BEGIN Source information

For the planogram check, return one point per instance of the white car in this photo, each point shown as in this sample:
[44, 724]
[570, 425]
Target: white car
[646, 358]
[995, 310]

END Source information

Output all records exactly, with nothing added or dropped.

For the planogram check, return one point per instance of the white car in this photo, each point shown as in this sample:
[44, 724]
[570, 425]
Target: white car
[646, 358]
[995, 310]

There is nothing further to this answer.